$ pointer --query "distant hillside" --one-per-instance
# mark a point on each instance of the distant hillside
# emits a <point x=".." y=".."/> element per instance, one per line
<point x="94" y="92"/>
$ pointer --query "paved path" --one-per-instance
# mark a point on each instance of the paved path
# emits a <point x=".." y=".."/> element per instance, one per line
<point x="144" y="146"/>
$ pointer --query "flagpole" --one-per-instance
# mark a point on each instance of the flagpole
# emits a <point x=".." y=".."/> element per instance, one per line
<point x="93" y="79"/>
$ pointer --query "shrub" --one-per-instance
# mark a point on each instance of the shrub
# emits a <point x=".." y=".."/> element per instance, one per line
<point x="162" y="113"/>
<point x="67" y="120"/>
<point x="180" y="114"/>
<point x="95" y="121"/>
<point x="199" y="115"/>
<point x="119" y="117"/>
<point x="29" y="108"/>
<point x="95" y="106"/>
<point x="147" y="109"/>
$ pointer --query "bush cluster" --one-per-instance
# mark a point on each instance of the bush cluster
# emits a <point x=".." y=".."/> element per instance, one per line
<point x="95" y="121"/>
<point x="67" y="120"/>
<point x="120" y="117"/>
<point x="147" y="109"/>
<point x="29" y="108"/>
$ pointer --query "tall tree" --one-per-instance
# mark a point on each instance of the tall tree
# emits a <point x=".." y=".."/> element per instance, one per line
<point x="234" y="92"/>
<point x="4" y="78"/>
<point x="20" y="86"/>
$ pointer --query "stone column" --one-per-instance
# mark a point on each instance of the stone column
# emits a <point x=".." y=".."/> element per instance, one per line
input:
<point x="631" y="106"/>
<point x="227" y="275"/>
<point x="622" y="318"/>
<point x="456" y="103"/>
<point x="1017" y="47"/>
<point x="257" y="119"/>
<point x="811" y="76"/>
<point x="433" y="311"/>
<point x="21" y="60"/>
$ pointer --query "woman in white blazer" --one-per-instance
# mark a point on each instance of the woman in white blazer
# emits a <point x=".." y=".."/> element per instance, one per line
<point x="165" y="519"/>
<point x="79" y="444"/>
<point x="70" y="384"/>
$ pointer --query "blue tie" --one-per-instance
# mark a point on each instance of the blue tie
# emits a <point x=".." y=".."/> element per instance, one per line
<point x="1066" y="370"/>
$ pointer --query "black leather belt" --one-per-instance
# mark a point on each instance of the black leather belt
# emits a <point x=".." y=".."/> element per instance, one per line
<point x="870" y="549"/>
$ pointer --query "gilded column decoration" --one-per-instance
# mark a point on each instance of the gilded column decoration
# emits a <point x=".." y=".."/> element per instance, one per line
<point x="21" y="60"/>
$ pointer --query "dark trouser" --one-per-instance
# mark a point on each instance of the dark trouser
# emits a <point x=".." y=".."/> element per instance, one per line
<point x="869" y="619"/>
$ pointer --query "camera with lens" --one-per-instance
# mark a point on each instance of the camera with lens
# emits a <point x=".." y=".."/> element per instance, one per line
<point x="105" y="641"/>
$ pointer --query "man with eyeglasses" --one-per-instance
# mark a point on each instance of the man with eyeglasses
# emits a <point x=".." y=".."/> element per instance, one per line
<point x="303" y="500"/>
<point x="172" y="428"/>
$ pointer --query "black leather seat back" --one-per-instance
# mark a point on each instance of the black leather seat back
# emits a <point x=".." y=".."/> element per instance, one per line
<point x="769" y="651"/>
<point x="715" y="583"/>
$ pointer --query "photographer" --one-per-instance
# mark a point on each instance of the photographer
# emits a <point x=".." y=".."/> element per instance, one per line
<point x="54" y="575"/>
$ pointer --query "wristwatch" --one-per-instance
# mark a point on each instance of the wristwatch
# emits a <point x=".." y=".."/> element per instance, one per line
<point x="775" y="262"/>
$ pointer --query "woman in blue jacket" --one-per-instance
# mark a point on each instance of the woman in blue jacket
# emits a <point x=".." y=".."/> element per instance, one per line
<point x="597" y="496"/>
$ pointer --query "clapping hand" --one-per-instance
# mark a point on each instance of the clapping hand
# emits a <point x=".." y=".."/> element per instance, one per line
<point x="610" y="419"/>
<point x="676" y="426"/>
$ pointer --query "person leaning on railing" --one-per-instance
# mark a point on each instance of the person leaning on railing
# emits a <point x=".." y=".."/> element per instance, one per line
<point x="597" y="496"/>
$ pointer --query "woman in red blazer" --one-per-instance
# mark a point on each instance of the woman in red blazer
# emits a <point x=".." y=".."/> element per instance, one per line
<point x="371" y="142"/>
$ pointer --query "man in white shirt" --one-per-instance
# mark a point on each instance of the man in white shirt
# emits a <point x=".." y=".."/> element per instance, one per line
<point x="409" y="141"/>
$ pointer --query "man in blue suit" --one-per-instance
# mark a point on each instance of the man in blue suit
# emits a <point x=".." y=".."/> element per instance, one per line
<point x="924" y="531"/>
───
- _Aim_: Pull out every line of the listing above that contains the word "photographer", copying each line in full.

- _Full solution_:
$ pointer --query "photographer" --one-per-instance
# mark a point on each instance of the photographer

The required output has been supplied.